ACTIVITY:
Filter the records below and copy every line containing the word "stained".

DATA SHOWN:
========================================================================

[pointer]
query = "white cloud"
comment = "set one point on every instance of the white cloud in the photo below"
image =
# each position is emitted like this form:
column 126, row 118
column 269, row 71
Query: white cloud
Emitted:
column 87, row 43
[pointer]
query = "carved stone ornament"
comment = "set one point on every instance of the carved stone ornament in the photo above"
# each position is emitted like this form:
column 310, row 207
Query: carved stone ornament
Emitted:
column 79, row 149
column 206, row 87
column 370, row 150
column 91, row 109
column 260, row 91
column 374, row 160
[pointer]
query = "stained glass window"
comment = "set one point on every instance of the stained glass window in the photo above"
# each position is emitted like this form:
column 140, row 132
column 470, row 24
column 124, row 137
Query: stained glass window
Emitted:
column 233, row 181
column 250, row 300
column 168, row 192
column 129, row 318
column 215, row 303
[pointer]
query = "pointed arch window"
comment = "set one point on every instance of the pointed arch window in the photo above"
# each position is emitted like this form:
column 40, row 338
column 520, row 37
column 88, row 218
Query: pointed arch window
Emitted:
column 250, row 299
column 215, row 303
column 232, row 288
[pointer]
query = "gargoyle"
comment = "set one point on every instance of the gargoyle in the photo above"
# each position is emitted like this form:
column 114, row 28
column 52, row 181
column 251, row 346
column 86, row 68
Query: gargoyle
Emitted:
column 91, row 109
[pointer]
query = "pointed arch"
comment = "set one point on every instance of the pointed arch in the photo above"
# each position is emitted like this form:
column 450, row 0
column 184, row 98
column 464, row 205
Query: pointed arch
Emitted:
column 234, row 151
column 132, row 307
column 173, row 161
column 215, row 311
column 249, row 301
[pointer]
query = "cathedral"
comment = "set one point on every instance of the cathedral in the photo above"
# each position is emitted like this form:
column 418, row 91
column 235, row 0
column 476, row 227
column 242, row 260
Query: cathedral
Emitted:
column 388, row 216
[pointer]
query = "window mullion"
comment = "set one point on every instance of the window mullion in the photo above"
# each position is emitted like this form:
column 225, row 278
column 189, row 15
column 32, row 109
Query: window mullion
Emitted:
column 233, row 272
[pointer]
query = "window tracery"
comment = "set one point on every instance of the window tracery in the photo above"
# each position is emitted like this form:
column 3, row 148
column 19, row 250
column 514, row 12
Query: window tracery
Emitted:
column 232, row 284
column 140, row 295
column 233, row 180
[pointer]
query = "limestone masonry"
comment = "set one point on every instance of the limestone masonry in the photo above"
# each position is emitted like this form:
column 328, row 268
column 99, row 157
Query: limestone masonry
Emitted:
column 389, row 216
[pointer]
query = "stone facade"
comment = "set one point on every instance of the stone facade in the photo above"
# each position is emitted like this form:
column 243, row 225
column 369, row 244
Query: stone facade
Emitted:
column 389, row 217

========================================================================

FINISHED EXERCISE:
query = "stained glass window"
comment = "set one point on every instance of the stained glass window in the photo above"
Query: stained glass window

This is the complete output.